Extracted records:
====
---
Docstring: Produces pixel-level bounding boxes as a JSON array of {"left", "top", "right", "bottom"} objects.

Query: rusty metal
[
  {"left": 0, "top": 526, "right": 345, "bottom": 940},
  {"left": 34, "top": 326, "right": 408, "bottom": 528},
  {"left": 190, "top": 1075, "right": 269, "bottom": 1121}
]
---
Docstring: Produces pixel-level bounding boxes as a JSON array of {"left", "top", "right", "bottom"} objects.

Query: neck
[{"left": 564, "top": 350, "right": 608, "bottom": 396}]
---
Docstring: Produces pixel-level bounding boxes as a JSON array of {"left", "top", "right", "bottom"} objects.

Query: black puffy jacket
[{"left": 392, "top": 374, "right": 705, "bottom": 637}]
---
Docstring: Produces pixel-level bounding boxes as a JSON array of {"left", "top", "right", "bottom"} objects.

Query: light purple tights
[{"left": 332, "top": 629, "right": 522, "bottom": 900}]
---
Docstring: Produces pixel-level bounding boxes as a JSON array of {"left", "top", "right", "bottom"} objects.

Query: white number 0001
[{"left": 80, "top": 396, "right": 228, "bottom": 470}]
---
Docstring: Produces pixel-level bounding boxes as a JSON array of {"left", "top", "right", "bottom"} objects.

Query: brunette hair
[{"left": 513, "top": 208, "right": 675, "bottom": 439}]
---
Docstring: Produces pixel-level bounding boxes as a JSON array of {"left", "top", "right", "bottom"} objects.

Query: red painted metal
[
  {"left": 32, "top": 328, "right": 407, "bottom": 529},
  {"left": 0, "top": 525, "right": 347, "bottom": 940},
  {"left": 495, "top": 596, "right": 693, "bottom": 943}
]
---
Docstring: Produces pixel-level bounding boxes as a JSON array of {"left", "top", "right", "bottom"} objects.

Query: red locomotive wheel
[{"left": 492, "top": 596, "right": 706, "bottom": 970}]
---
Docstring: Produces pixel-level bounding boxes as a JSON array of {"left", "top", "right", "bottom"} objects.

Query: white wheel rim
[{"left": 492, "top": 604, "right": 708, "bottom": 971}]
====
--- Required work ---
Recast the entries above as a JSON list of strings with one string for each line, leaving out the blank lines.

--- Result for this task ---
[
  "---",
  "Docstring: Produces pixel-level bounding boxes as a JSON array of {\"left\", \"top\", \"right\", \"bottom\"} objects.",
  "Query: rusty metal",
  "[",
  "  {\"left\": 0, \"top\": 526, \"right\": 345, \"bottom\": 940},",
  "  {\"left\": 34, \"top\": 326, \"right\": 408, \"bottom\": 528},",
  "  {\"left\": 190, \"top\": 1075, \"right\": 269, \"bottom\": 1121}",
  "]",
  "---",
  "Docstring: Produces pixel-level bounding boxes as a JSON array of {\"left\", \"top\", \"right\", \"bottom\"} objects.",
  "Query: neck",
  "[{\"left\": 564, \"top\": 350, \"right\": 608, \"bottom\": 396}]",
  "---",
  "Docstring: Produces pixel-level bounding boxes as a JSON array of {\"left\", \"top\", \"right\", \"bottom\"} objects.",
  "Query: black puffy jacket",
  "[{\"left\": 392, \"top\": 374, \"right\": 705, \"bottom\": 637}]",
  "---",
  "Docstring: Produces pixel-level bounding boxes as a JSON array of {\"left\", \"top\", \"right\", \"bottom\"} objects.",
  "Query: light purple tights",
  "[{\"left\": 332, \"top\": 629, \"right\": 522, \"bottom\": 900}]",
  "---",
  "Docstring: Produces pixel-level bounding boxes as a JSON array of {\"left\", \"top\", \"right\", \"bottom\"} objects.",
  "Query: white number 0001",
  "[{\"left\": 80, \"top\": 396, \"right\": 228, \"bottom\": 470}]",
  "---",
  "Docstring: Produces pixel-level bounding boxes as a JSON array of {\"left\", \"top\", \"right\", \"bottom\"} objects.",
  "Query: brunette hair",
  "[{\"left\": 513, \"top\": 208, \"right\": 675, \"bottom\": 439}]",
  "---",
  "Docstring: Produces pixel-level bounding boxes as a JSON array of {\"left\", \"top\", \"right\", \"bottom\"} objects.",
  "Query: red painted metal",
  "[",
  "  {\"left\": 32, \"top\": 328, \"right\": 407, \"bottom\": 529},",
  "  {\"left\": 0, \"top\": 525, \"right\": 347, \"bottom\": 940},",
  "  {\"left\": 495, \"top\": 596, \"right\": 693, \"bottom\": 943}",
  "]",
  "---",
  "Docstring: Produces pixel-level bounding boxes as a JSON array of {\"left\", \"top\", \"right\", \"bottom\"} objects.",
  "Query: red locomotive wheel",
  "[{\"left\": 492, \"top\": 596, \"right\": 706, \"bottom\": 970}]",
  "---",
  "Docstring: Produces pixel-level bounding boxes as a JSON array of {\"left\", \"top\", \"right\", \"bottom\"} objects.",
  "Query: white wheel rim",
  "[{\"left\": 492, \"top\": 604, \"right\": 708, \"bottom\": 971}]"
]